### Exercise description
Reproduce the lines starting at the one containing "Presence check — is there any mountain slope" and ending at the one containing "412 179 788 301", substituting "positions" for each occurrence of "coordinates" and leaving every other character unchanged.

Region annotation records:
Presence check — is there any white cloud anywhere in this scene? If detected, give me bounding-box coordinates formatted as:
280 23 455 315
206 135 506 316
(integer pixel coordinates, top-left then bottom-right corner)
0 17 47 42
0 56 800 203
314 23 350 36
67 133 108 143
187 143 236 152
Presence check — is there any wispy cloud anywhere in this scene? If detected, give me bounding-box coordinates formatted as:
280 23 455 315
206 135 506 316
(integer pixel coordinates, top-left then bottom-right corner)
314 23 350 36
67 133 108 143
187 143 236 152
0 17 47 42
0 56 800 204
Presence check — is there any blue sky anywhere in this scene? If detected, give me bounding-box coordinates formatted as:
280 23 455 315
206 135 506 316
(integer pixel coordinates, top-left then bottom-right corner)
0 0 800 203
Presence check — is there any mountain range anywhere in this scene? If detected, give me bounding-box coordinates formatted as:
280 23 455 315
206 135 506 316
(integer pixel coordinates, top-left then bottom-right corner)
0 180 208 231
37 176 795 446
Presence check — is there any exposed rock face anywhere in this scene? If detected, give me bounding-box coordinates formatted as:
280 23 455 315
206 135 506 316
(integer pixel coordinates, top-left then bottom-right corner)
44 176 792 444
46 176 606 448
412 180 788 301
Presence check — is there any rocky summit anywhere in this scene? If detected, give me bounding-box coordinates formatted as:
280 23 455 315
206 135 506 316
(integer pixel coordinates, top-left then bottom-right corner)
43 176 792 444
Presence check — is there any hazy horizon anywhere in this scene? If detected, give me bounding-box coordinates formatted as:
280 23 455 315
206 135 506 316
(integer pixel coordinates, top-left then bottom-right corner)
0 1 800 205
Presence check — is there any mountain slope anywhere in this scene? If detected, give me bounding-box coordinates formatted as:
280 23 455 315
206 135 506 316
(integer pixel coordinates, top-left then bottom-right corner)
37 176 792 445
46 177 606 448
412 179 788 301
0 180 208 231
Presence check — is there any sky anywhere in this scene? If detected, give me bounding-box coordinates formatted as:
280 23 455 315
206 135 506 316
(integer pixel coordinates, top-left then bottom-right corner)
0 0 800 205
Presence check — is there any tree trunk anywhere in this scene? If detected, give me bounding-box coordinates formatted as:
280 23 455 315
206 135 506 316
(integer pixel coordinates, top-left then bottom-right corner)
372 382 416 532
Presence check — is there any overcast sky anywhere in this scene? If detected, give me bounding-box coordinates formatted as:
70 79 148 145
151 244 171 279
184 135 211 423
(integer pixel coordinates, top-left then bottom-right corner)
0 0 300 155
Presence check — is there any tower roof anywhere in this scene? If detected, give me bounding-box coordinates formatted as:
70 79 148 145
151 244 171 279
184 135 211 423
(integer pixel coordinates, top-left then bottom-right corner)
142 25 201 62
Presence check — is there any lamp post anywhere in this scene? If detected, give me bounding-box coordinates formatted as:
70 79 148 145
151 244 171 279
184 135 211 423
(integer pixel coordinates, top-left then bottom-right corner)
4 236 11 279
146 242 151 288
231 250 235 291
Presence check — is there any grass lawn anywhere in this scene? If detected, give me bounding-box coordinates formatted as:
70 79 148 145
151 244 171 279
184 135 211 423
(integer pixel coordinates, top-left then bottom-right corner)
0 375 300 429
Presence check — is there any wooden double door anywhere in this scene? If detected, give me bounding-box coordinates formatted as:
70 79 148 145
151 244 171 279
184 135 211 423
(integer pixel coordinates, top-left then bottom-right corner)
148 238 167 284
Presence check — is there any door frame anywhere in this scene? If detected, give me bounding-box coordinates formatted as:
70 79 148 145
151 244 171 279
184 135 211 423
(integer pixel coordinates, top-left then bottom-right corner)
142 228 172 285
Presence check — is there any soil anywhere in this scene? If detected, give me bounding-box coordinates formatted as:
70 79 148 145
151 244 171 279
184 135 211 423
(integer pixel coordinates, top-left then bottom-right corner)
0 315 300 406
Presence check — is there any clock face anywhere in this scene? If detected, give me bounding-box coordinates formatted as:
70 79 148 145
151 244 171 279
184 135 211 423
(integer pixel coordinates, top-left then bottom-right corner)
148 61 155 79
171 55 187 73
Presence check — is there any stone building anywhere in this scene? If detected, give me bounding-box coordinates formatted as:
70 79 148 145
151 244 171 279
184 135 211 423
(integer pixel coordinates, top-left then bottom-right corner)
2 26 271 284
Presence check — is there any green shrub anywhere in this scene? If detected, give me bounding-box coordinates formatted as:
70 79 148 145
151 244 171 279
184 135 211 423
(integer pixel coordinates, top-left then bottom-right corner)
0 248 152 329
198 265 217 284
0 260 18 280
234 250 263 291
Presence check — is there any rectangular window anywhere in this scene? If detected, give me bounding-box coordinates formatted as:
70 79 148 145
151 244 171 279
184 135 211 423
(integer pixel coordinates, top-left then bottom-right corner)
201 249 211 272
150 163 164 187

### Result for this exercise
Presence check — is there any mountain slope anywhere in this scene? If detected, give me bounding-box positions formatted as:
280 23 455 315
206 135 506 316
(integer pixel positions, top-left then bottom-right corner)
37 176 792 445
46 177 606 448
412 179 788 301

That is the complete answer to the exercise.